» **TEXT**
* * * * *

There, with the participation of French, German and other NATO forces, Lemonier has been a base for overseeing the Red Sea and the Gulf of Aden, the latter leading into the Persian Gulf, and for coordinating what can only be described as counterinsurgency wars in Yemen and Somalia (with the U.S. also shelling the latter from sea) and proxy conflicts like the Ethiopian invasion of Somalia and the Ethiopia-Eritrea and Djibouti-Eritrea border wars of the past seven years.

The importance of this control over the Horn of Africa, the Gulf of Aden and the Arabian Sea will be demonstrated later when the role of NATO’s most ambitious project in Asia, the military integration of India, is explored.

In conjunction with Operation Enduring Freedom, both its naval and its ground and air war components, on October 4, 2001 NATO activated for the first time in its then 52-year history the Alliance’s Article 5 “mutual defense” clause and embarked on the “international war on terror.” (Though one would be hard-pressed to find many references to terror or terrorism in NATO documents prior to that.)

This unprecedented action played out in three realms. NATO begin what it calls and continues to run as Operation Active Endeavor, a comprehensive naval surveillance and interdiction effort throughout the Mediterranean Sea, controlling all access into and out of the Mediterranean at such key choke points as the Strait of Gibraltar, the Suez Canal (at the north end of the Red Sea) and the Dardanelles Strait leading into the Sea of Marmara, which in turn leads into the Black Sea.

As NATO itself fairly brags of, Operation Active Endeavor has already “contacted” 100,000 vessels and boarded 148.

As the Alliance describes it, “The mission assigned to Operation Active Endeavour was to conduct naval operations in the Mediterranean to actively demonstrate NATO’s resolve and solidarity.”

Secondly, NATO contributed – German – Airborne Warning and Control Systems aircraft (AWACS) to the United States to patrol its Atlantic coast.

The third and most significant facet of NATO invoking Article 5 was to open up South and Central Asia to NATO military forces.

In 2003 the bloc officially took over the International Security Assistance Force mission in Afghanistan, which includes most military forces outside of the bulk of American ones, that is all troops not serving with Operation Enduring Freedom.

All twenty six NATO members have troops in Afghanistan and the war that is now in its ninth calendar year has also been used as training grounds for NATO combat deployments for such Partnership for Peace members as Albania, Austria, Azerbaijan, Bosnia, Croatia, Finland, Georgia, Ireland, Macedonia, Sweden and Ukraine.

In addition, the U.S. has an air force contingent at the Manas airbase in Kyrgyzstan and had one at the Karshi-Khanabad base in Uzbekistan before the government in Tashkent expelled it in 2005.

Germany retains a military base in Uzbekistan at Termez and France has a military force and six Mirage fighters in Tajikistan, the latter to be transferred directly to Afghanistan as the West escalates its South Asian war.

* * * * *

» **DATA ENTRIES**
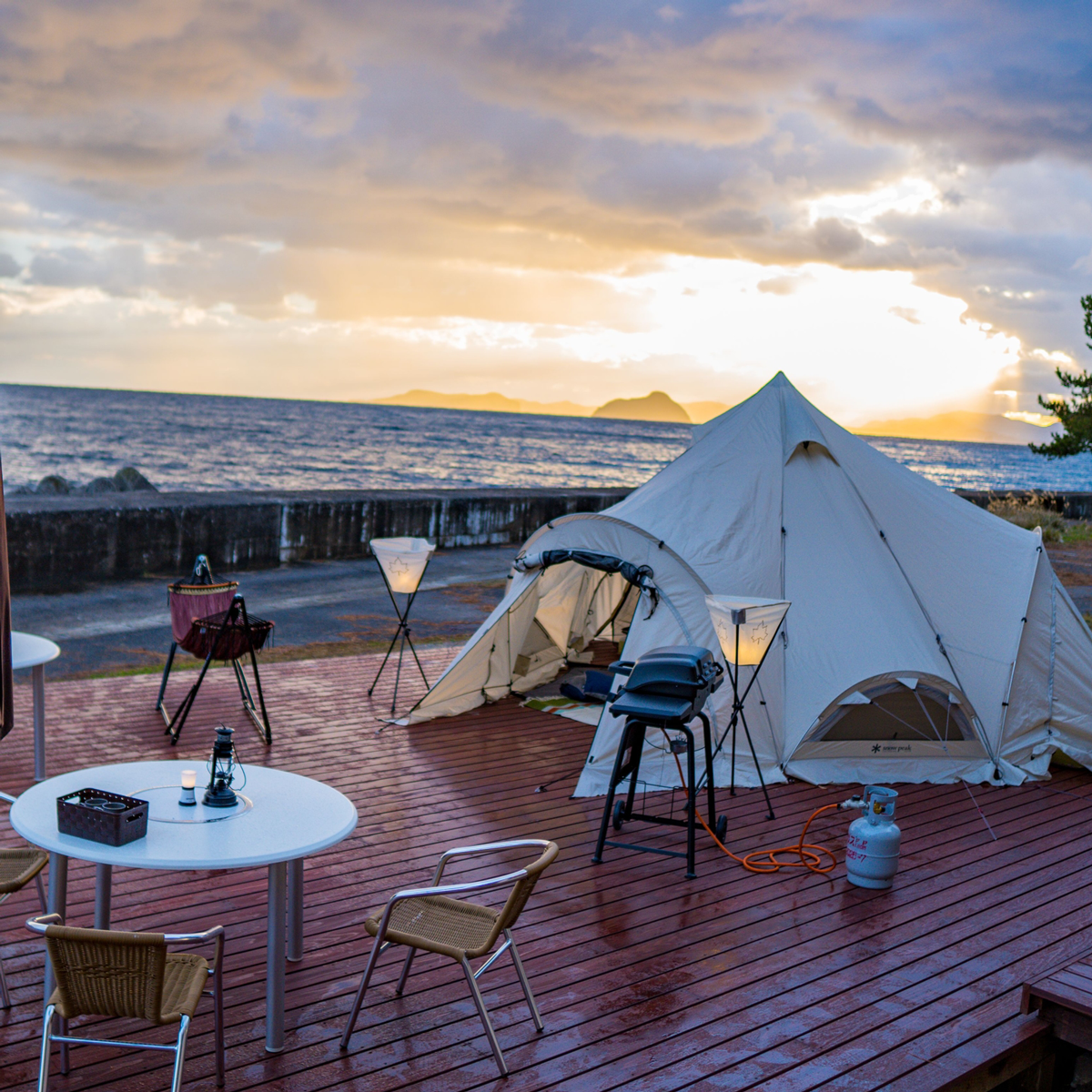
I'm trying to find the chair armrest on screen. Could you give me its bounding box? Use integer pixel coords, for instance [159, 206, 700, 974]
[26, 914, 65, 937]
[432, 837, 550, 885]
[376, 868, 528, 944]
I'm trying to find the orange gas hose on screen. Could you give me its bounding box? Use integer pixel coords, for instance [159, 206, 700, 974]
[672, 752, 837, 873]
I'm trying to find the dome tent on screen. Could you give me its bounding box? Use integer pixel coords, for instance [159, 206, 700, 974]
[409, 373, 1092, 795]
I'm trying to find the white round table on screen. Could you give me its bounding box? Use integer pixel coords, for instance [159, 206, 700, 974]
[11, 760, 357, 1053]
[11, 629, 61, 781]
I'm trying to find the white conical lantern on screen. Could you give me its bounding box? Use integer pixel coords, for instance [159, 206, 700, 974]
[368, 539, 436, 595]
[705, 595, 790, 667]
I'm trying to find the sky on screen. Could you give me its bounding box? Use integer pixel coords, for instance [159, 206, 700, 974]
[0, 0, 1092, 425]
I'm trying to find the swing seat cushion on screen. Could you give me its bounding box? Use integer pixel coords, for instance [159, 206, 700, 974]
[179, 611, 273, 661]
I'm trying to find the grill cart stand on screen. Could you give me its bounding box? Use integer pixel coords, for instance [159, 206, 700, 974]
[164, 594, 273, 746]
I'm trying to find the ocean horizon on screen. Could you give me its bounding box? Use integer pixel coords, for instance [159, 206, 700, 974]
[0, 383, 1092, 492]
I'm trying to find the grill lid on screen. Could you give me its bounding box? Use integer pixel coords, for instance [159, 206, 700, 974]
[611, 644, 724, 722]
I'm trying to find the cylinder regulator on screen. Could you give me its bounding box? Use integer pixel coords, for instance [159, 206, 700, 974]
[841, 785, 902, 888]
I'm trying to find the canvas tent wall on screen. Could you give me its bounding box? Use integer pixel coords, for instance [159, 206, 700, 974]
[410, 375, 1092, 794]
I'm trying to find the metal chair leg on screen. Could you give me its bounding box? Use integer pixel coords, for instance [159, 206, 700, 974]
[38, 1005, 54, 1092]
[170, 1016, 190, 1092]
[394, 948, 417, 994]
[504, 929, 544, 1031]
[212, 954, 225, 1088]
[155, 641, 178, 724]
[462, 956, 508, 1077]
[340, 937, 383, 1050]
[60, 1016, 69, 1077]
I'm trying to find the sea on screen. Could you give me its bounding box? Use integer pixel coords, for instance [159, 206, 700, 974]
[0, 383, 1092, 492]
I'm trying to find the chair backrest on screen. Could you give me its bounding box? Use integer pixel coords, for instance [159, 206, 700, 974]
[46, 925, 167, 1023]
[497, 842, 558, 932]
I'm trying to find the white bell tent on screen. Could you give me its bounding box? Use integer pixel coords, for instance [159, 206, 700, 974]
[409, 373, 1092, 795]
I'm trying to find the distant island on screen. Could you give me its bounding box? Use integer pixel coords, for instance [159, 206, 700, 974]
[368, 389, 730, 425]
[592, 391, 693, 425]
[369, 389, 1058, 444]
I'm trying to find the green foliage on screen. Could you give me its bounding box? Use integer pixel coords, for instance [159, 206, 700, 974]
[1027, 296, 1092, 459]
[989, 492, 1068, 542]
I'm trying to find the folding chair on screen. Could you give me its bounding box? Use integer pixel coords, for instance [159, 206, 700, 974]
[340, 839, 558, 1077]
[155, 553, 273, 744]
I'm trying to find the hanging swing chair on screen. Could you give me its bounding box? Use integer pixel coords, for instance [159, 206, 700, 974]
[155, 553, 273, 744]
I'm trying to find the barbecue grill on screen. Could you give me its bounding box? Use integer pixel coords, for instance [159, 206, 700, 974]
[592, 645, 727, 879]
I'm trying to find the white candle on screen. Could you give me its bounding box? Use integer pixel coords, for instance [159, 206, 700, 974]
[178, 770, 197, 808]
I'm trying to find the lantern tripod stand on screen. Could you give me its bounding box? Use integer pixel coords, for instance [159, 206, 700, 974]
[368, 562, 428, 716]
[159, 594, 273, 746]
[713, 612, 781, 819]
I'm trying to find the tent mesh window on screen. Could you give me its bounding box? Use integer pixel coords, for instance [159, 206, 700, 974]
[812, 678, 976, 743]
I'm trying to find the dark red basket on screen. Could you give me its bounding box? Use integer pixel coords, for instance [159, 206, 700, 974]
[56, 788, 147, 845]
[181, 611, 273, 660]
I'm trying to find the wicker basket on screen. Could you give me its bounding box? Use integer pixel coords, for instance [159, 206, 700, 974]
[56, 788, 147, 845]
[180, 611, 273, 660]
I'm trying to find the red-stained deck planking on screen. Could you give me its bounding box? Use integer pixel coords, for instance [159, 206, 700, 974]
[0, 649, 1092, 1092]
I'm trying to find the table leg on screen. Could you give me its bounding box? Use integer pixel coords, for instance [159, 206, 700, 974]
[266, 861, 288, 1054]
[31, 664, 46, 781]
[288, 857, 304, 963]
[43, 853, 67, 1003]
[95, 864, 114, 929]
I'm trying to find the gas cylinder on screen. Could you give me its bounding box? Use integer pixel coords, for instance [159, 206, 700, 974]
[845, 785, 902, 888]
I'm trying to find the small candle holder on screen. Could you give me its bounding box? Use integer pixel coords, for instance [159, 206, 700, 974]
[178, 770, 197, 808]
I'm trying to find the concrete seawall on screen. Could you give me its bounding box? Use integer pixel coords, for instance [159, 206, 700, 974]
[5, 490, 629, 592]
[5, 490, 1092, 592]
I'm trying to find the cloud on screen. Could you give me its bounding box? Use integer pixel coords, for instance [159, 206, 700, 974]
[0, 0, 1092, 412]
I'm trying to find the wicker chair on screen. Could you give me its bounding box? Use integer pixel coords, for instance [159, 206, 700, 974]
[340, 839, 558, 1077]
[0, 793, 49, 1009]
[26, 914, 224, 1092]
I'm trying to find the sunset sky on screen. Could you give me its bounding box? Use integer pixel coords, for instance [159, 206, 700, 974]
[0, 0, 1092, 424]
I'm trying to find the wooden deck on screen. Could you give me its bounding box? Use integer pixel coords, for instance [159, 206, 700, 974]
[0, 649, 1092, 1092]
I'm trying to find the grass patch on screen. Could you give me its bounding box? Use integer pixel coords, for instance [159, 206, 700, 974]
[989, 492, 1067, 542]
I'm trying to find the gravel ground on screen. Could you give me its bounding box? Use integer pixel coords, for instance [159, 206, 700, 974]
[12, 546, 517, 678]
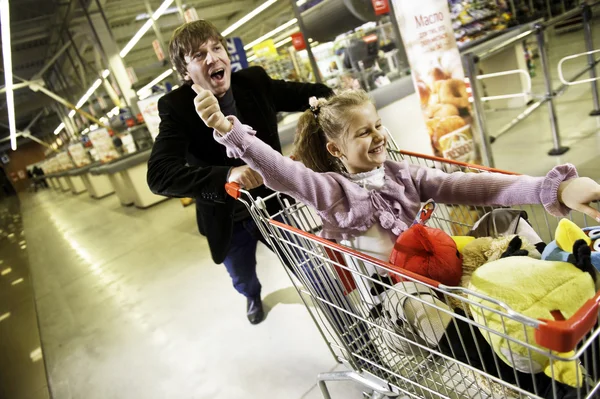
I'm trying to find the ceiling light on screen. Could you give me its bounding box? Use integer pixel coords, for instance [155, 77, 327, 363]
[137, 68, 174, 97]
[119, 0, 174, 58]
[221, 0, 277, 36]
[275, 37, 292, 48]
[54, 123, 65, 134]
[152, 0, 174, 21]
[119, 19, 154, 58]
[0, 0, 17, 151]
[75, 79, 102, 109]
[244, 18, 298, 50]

* * * * *

» **TASKS TO PERFORM**
**a.** List the key choke points where, according to the text on NATO, Operation Active Endeavor controls access into and out of the Mediterranean.
**b.** Print the part of the text on NATO between "Secondly, NATO contributed" and "Operation Enduring Freedom.", inclusive.
**c.** According to the text on NATO, why does the U.S. no longer have an air force contingent at the Karshi-Khanabad base in Uzbekistan?

» **RESULTS OF THE TASKS**
**a.**
Strait of Gibraltar
Suez Canal
Dardanelles Strait

**b.**
Secondly, NATO contributed – German – Airborne Warning and Control Systems aircraft (AWACS) to the United States to patrol its Atlantic coast.

The third and most significant facet of NATO invoking Article 5 was to open up South and Central Asia to NATO military forces.

In 2003 the bloc officially took over the International Security Assistance Force mission in Afghanistan, which includes most military forces outside of the bulk of American ones, that is all troops not serving with Operation Enduring Freedom.

**c.** The government in Tashkent expelled it in 2005.